However, since there are colors associated with Democrats (blue) and Republicans (blue), we should use them rather than the R defaults. There’s some evidence that using semantically-resonant colors can help decoding data visualizations (See Lin, et al. 2013). Since we might reuse the scale later, let’s save it in a variable and later adds the custom color scale to the created plot pol_plot. In more details,

  1. scale_colour_parties <- scale_colour_manual(values = c(...)): Creates a custom color scale named “scale_colour_parties” using the scale_colour_manual() function. It assigns specific colors to each party category:
    • “Democrat” is assigned the color “blue”.
    • “Republican” is assigned the color “red”.
    • “Other” is assigned the color “purple”.

• [INFORMATION GIVEN]

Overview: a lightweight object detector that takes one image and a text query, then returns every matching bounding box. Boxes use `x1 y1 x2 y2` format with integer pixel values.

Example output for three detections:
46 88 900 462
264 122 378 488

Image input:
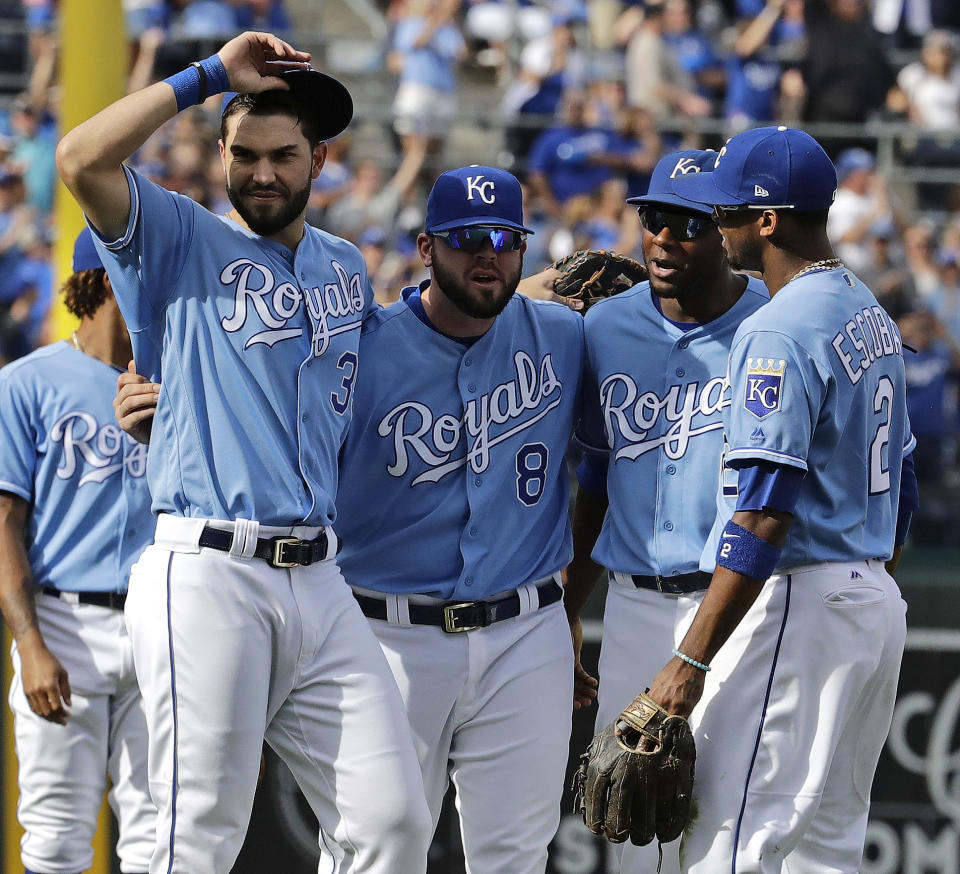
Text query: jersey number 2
330 352 357 416
870 376 893 495
517 443 550 507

• [BRIEF] Translate this sentence from the page on party color scales into Spanish: "There’s some evidence that using semantically-resonant colors can help decoding data visualizations (See Lin, et al. 2013)." Base your work on the text alone.

• [RESULT OF THIS TASK] Hay cierta evidencia de que el uso de colores semánticamente resonantes puede ayudar a decodificar visualizaciones de datos (véase Lin, et al. 2013).